### Extrait source
···

Alors que Jacques Bally faisait sa première “sortie officielle” en tant que président le 11 février 2019 à Kaysersberg, c’est également l’Alsace qui est le théâtre de ce renouveau au Gault et Millau. En effet, Zakari Benkhadra, nouveau Directeur Général du Gault & Millau France, nommé le 18 septembre 2020, se présente pour la première fois aux équipes du guide jaune, à l’Auberge de l’Ill, chez la famille Haeberlin, le 21 septembre pour le palmarès du Gault&Millau Tour Grand EST 2020.
La cérémonie, animée par Marc Esquerre, directeur des sélections, a dévoilé le palmarès, ponctué de différents ateliers culinaires et interviews des chefs. Romuald Fassenet succède à Frédéric Doucet et remporte le Gault & Millau d’or Grand Est 2020.
Découvrez l’entretien avec le nouveau directeur général Zakari Benkhadra, le nouveau palmarès et ses nouveautés : le trophée de la solidarité récompensant l’engagement d’un chef lors du confinement et le concours d’éloquence. Les trophées Pop, transmission et naturalité n’ont, quant à eux, pas été reconduits cette année.

···

### Données affichées
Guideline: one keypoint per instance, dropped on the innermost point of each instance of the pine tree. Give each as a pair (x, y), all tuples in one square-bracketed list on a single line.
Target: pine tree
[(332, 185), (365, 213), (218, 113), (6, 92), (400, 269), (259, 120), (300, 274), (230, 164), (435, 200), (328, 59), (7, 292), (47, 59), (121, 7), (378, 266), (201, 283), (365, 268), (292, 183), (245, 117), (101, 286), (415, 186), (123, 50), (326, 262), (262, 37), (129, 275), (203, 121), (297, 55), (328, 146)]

···

### Tâches à réaliser
a: Réécrivez le passage de l'extrait sur le Gault & Millau qui commence par les mots contenant « Découvrez l’entretien avec » et se termine par « reconduits cette année. », en remplaçant « trophée de la solidarité » par « prix de la solidarité ».
b: D'après l'extrait sur le Gault & Millau, quel chef remporte le Gault & Millau d'or Grand Est 2020 ?
c: Selon l'extrait sur le Gault & Millau, pourquoi l'Alsace est-elle présentée comme le théâtre du renouveau du guide ?

### Résultats
a:
Découvrez l’entretien avec le nouveau directeur général Zakari Benkhadra, le nouveau palmarès et ses nouveautés : le prix de la solidarité récompensant l’engagement d’un chef lors du confinement et le concours d’éloquence. Les trophées Pop, transmission et naturalité n’ont, quant à eux, pas été reconduits cette année.

b: Romuald Fassenet, qui succède à Frédéric Doucet.

c: Jacques Bally y a fait sa première sortie officielle de président, à Kaysersberg, le 11 février 2019. Zakari Benkhadra, nouveau directeur général, s'y présente aussi pour la première fois aux équipes du guide jaune, à l'Auberge de l'Ill, le 21 septembre.